THE REQUEST> Copy out every line of the material below word for word, without changing anything.

DATASET RECORDS>
================
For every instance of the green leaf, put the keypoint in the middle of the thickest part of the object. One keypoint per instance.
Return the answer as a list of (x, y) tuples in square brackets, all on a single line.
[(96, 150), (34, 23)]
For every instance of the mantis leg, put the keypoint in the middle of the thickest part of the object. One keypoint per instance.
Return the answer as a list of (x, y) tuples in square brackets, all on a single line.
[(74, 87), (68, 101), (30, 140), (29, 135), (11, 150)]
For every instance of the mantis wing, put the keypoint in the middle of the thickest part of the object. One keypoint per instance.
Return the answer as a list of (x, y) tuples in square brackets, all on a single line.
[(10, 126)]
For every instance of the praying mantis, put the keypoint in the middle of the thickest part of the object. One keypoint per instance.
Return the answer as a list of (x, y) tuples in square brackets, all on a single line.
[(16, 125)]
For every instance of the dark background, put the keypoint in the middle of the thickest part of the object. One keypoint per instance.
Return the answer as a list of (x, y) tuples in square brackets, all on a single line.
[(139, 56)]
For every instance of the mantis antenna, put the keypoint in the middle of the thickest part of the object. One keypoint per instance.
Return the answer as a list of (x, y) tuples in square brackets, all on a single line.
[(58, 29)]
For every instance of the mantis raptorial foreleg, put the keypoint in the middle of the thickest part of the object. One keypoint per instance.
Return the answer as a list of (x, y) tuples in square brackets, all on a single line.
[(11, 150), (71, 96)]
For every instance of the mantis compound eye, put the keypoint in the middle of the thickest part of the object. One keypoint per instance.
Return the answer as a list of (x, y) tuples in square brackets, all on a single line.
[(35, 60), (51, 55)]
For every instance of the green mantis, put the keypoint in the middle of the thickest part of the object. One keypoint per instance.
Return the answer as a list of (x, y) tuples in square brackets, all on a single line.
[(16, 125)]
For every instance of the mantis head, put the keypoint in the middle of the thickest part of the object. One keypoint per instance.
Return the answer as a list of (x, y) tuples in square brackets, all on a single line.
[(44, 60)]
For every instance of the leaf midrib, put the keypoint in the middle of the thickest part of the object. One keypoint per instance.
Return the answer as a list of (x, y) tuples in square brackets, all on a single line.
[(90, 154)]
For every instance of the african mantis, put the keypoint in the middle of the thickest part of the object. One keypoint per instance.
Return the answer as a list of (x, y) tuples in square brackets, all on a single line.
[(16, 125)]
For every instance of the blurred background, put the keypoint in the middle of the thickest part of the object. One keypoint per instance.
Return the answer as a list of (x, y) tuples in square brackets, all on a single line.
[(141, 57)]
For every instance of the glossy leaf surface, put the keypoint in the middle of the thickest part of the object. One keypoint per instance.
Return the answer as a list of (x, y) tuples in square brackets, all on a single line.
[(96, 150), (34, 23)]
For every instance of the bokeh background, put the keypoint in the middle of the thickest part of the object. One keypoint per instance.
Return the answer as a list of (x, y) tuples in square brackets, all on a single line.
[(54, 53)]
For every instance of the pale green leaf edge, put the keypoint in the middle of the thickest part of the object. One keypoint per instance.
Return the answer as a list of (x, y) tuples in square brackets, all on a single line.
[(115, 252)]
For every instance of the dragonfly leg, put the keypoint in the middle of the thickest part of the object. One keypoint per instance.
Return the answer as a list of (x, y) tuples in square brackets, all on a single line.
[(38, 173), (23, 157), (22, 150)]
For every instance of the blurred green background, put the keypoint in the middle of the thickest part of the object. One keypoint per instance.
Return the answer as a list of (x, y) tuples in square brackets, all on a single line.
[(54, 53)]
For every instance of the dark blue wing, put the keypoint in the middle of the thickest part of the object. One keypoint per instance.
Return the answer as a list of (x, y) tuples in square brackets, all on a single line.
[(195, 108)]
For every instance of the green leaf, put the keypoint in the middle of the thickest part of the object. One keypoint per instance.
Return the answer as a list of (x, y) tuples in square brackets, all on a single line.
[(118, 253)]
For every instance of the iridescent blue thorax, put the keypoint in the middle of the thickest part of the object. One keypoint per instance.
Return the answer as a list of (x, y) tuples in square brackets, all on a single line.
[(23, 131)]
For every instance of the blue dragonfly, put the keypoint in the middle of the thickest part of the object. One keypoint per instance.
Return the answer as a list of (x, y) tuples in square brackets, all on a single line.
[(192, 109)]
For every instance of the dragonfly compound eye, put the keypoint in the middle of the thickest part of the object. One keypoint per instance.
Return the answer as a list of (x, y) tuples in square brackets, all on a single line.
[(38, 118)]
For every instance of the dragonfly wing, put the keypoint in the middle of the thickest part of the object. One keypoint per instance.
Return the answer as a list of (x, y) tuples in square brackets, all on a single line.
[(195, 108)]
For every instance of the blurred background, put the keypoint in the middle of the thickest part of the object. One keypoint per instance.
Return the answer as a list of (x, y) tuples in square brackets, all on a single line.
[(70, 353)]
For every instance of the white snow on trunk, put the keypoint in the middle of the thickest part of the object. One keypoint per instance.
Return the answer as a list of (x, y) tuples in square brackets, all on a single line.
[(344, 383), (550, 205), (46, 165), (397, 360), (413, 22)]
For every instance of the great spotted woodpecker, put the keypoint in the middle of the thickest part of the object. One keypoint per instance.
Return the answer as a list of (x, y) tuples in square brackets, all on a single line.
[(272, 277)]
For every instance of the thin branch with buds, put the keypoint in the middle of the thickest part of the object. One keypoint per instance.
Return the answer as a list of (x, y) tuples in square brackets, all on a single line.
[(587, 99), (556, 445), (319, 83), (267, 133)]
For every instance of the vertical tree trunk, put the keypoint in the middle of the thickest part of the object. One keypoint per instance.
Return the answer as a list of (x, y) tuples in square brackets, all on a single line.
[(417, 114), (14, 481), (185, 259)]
================
FINISHED ANSWER>
For every instance of the green leaf, put the keypoint in the middle of the thickest part of the object. One keypoint per instance.
Return the answer as a list of (x, y) tuples in square brackets, all on a single line.
[(96, 150), (34, 23)]
For every instance of the mantis leg, put the keypoint in the middle of the thickest part of the object. One keypoint per instance.
Return the answer as a list of (x, y) tuples in square brackets, all on a single line.
[(74, 87), (68, 101), (30, 140), (29, 135), (11, 150)]
For every instance of the mantis wing, put the keypoint in the middle of the thickest part of the object. One keypoint per instance.
Return the answer as a list of (x, y) tuples in square brackets, all on a single line.
[(10, 126)]
For every instance of the praying mantis, put the keypoint in the middle of the thickest part of the object. One keypoint per instance.
Return the answer as a list of (x, y) tuples in square brackets, all on a single line.
[(16, 125)]
For every instance of the dark background, put the keypoint in the middle of the thickest part of the object. One keypoint per instance.
Return the answer as a list of (x, y) tuples in square brackets, all on a single line.
[(139, 56)]
For every instance of the mantis antenna, put the keypoint in the middle of the thickest part of the object. One keypoint per instance.
Return the answer as a list of (x, y) tuples in square brackets, all on a single line.
[(58, 29)]
For every instance of the mantis raptorial foreleg, put the keypoint in the middle of the thickest part of the object. One keypoint per instance.
Return the answer as a list of (x, y) tuples in square brackets, all on a single line.
[(11, 150), (71, 96)]
For every instance of the mantis compound eye, put the keypoint in the middle of the thickest part of the object. One keypoint per instance.
Return the answer as a list of (x, y) tuples in square brackets, all on a single line.
[(35, 60), (51, 55)]
For every instance of the green mantis, put the keypoint in the middle of the thickest part of the object. One keypoint per instance.
Return the answer as a list of (x, y) tuples in square brackets, all on a single line.
[(16, 125)]
For every instance of the mantis head, put the keypoint in the middle of the thickest part of the object. One keypoint per instance.
Return the answer as a list of (x, y) tuples in square brackets, all on a single line.
[(44, 60)]
For every instance of the leaf midrib, put the keypoint in the middle of the thickest part of the object. One keypoint per instance.
Return the answer as a list of (x, y) tuples in square brackets, all on a single line.
[(90, 154)]
For every instance of the african mantis, put the keypoint in the middle of the thickest part of the object. One keypoint per instance.
Return the answer as a list of (x, y) tuples in square brackets, all on a single line.
[(16, 125)]
For every instance of the blurred background, put the keypoint in the middle of the thickest part of the object. One keypoint per instance.
Return the answer as a list of (x, y) tuples in square brackets, all on a single line.
[(141, 57)]
For every instance of the glossy leaf surface, put the keypoint in the middle of the thickest part of the object. One keypoint per instance.
Return the answer as a list of (x, y) tuples in square brackets, all on a single line.
[(96, 150), (34, 23)]
For every instance of the bokeh background, put the keypoint in the middle of the thickest part of the object. One keypoint per instance.
Return the answer as a list of (x, y) tuples in square brackets, all on a single line.
[(54, 53)]
For every instance of the pale green leaf edge, put the keypoint in the middle of the thickest part of the object. One keypoint per instance.
Return the answer as a list of (x, y) tuples in square brackets, all on a single line.
[(115, 252)]
For every instance of the dragonfly leg, put the keypoint in the middle of the thickest part of the object. One keypoint per instance.
Return the answer as a list of (x, y) tuples in square brackets, all on a single line.
[(38, 173), (23, 157), (22, 150)]
For every instance of the blurred green background, put the keypoint in the middle of the thickest part of the object. One keypoint per instance.
Return the answer as a list of (x, y) tuples in square brackets, all on a single line.
[(54, 53)]
For every instance of the dark blue wing, put the keypoint in the middle of the thickest part of the object. One keypoint per instance.
Return the answer as a list of (x, y) tuples in square brackets, all on a single line.
[(195, 108)]
For every instance of the green leaf, put the keypoint in the middle of the thickest part of the object. One keypoint per instance.
Return the answer as a list of (x, y) tuples in square brackets, all on a single line.
[(118, 253)]
For every instance of the iridescent blue thorax, put the keypoint in the middle of the thickest part of the object. One keypoint per instance.
Return the answer as a list of (x, y) tuples in square brackets, all on a single line.
[(23, 131)]
For every instance of the blue dragonfly, put the keypoint in the middle of the thickest part of the object. One keypoint per instance.
Return the answer as a list of (x, y) tuples in square brackets, all on a single line.
[(192, 109)]
For every instance of the dragonfly compound eye, put the keypoint in the middle of the thickest part of the object. One keypoint per instance.
Return the answer as a list of (x, y) tuples in square brackets, all on a single line.
[(38, 118)]
For every instance of the dragonfly wing, put the keypoint in the middle of the thickest part of the object. One keypoint per instance.
Return the answer as a list of (x, y) tuples in square brackets, all on a single line.
[(195, 108)]
For every instance of the blurred background, put the keypoint in the middle of the thickest part of the object. One keypoint per instance.
Return the answer as a list of (x, y) tuples in square brackets, all on a single line.
[(70, 353)]
For every instance of the white snow on trunk, put the keypoint in the middle of the thickest part of the object. One keypoint per instance.
Return the answer as a list of (x, y) tuples in square brackets, all on a single line.
[(344, 383), (550, 205), (46, 165), (397, 360), (413, 22)]
For every instance of the great spotted woodpecker, put the keypoint in the middle of the thickest part of the object. One keypoint per instance.
Return the answer as a list of (x, y) tuples in square brackets, all on a single line.
[(272, 277)]
For every instance of the thin branch with buds, put the keypoint in the middle of the thickest part of the object. One keypoint per instance.
Return the answer as a list of (x, y) tuples in square brackets, all on a single line.
[(587, 99), (556, 445), (319, 83), (267, 133)]
For every instance of the vertical tree trunk, put the keypoint in the middle of the thickest part of the object. One keypoint per instance.
Return the answer as a list of (x, y) tuples in square brackets, all on a single line.
[(417, 114), (14, 481), (185, 259)]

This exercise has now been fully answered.